REQUIREMENT 1:
In the article on walnut adulteration, translate this sentence into French: "Nut material used in food production, such as in spreads, muesli, or as baking ingredients, can fetch high prices in the commodities market (2)."
REQUIREMENT 2:
From the article on walnut adulteration, extract the passage between "Nut material used" and "low-cost substitutes (3–7).", inclusive, word for word.

TEXT SECTION:
"""

Microflow LC–IM–QTOF Proteomics for Detecting Nut Adulteration in Walnut Products
Key Takeaways
- Bottom-up digestion followed by microLC–IM–QTOF LC–MS/MS generated non-target proteomic datasets suitable for guided peptide identification and subsequent re-processing against alternative databases.
- Custom database optimization produced 11 discriminant marker peptides across cashew, hazelnut, and peanut, enabling species-selective detection within walnut-containing products.
University of Erlangen–Nuremberg researchers applied a bottom-up proteomics workflow centered on microflow liquid chromatography (microLC) coupled to ion mobility quadrupole time-of-flight mass spectrometry (QTOF-MS) to authenticate walnut products and detect adulteration with cashew, hazelnut, and peanut.
Researchers at the University of Erlangen-Nuremberg (Germany) identified the adulteration of walnut products by other edible nuts, specifically cashew, hazelnut, and peanut using bottom-up proteome analysis. The protein extracts of the samples were proteolytically digested and analyzed by micro-flow liquid chromatography ion mobility quadrupole time-of-flight mass spectrometry (microLC–IM–QTOF) with subsequent peptide profiling. A paper based on their work was published in Food Chemistry (1).
Nut material used in food production, such as in spreads, muesli, or as baking ingredients, can fetch high prices in the commodities market (2). Walnuts, known for their high levels of nutritionally valuable lipids and proteins (their first and second largest components, respectively), are open to the potential of food fraud through their deliberate adulteration with low-cost substitutes (3–7).

"""

DATA LISTING:
"""

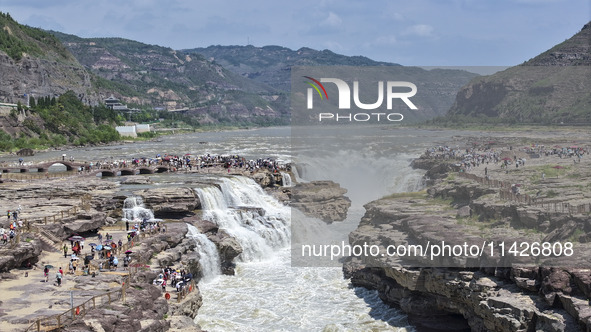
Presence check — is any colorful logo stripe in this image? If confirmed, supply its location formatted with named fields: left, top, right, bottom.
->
left=304, top=76, right=328, bottom=100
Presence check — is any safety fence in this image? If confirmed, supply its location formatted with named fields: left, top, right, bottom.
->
left=25, top=277, right=130, bottom=332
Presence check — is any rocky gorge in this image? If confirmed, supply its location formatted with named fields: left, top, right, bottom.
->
left=0, top=165, right=348, bottom=331
left=343, top=139, right=591, bottom=331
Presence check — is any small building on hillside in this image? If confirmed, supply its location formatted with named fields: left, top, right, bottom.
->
left=115, top=124, right=152, bottom=137
left=105, top=95, right=128, bottom=111
left=135, top=124, right=152, bottom=134
left=115, top=126, right=137, bottom=137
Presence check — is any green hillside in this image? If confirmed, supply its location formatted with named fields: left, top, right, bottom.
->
left=0, top=12, right=74, bottom=61
left=52, top=32, right=288, bottom=125
left=444, top=23, right=591, bottom=125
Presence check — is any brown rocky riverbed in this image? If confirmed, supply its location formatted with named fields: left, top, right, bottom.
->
left=344, top=137, right=591, bottom=331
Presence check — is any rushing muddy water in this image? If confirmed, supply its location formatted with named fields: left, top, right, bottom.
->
left=0, top=127, right=472, bottom=331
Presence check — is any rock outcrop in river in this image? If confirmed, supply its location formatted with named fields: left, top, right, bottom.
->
left=344, top=151, right=591, bottom=332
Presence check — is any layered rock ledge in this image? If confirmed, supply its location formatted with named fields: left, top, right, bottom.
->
left=343, top=141, right=591, bottom=332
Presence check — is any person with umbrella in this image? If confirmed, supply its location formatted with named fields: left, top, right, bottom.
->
left=43, top=265, right=53, bottom=282
left=55, top=269, right=63, bottom=287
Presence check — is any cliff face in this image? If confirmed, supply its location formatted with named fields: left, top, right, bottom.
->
left=447, top=23, right=591, bottom=125
left=344, top=157, right=591, bottom=332
left=0, top=52, right=98, bottom=105
left=0, top=13, right=98, bottom=105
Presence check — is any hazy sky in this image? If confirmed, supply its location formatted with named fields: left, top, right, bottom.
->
left=0, top=0, right=591, bottom=66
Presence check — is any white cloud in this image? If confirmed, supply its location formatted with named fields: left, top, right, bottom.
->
left=324, top=40, right=345, bottom=52
left=402, top=24, right=434, bottom=37
left=373, top=35, right=398, bottom=45
left=320, top=12, right=343, bottom=27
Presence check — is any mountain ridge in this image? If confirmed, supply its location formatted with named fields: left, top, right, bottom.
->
left=441, top=23, right=591, bottom=125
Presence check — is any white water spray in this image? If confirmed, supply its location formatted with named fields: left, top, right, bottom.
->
left=195, top=177, right=291, bottom=261
left=187, top=224, right=222, bottom=281
left=123, top=196, right=154, bottom=221
left=281, top=172, right=293, bottom=187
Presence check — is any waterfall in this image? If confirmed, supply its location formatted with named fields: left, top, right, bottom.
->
left=281, top=172, right=292, bottom=187
left=123, top=196, right=154, bottom=221
left=187, top=224, right=222, bottom=280
left=195, top=177, right=291, bottom=261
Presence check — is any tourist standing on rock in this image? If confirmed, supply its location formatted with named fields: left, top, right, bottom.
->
left=55, top=271, right=62, bottom=287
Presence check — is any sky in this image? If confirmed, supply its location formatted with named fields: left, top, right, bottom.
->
left=0, top=0, right=591, bottom=66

"""

TASK RESULT 1:
Les fruits à coque utilisés dans la production alimentaire, par exemple dans les pâtes à tartiner, le muesli ou comme ingrédients de pâtisserie, peuvent atteindre des prix élevés sur le marché des matières premières (2).

TASK RESULT 2:
Nut material used in food production, such as in spreads, muesli, or as baking ingredients, can fetch high prices in the commodities market (2). Walnuts, known for their high levels of nutritionally valuable lipids and proteins (their first and second largest components, respectively), are open to the potential of food fraud through their deliberate adulteration with low-cost substitutes (3–7).